### [ACTIVITY]
For this exercise, output every line of the data as it stands.

### [ENTRIES PROVIDED]
- - - - - - -
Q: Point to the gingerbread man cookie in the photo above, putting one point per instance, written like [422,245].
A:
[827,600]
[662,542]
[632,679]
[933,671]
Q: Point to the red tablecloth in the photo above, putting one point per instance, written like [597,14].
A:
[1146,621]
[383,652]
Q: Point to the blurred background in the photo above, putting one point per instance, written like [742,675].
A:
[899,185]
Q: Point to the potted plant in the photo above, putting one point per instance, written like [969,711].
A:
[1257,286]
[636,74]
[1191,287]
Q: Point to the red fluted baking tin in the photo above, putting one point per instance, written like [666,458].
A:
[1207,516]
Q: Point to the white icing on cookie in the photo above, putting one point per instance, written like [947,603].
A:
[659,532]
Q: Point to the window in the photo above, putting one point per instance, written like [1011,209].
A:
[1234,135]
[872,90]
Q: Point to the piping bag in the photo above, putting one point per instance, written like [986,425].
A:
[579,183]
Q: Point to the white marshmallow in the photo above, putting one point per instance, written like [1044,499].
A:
- - - - - - -
### [TASK RESULT]
Q: Point to the gingerbread man cookie in the photo above, putting one point per instance, written like [422,245].
A:
[827,600]
[662,542]
[632,679]
[933,671]
Q: Point to the red tablecloth in the photo above, putting one point per instance, written like [597,14].
A:
[1146,621]
[383,652]
Q: Point to the blurred background in the photo above, putting one point per instance, written like [742,675].
A:
[899,185]
Q: Point to the potted plant in the photo above, putting one point per instance, written like [969,711].
A:
[1257,286]
[636,74]
[1191,287]
Q: Point to the red fluted baking tin in the photo above, putting one point per instance, written like [666,458].
A:
[1207,516]
Q: Point to the white icing on cookie in the photo above, putting one point per instance, written like [947,603].
A:
[659,532]
Q: Point to the window in the photo above, putting one point per instance, written like [1011,209].
A:
[1234,135]
[872,90]
Q: Point to the piping bag in the photo above, putting one point per instance, written like [986,425].
A:
[579,183]
Q: Point to the white marshmallow in the photo above, putting one point per instance, written like [1044,499].
A:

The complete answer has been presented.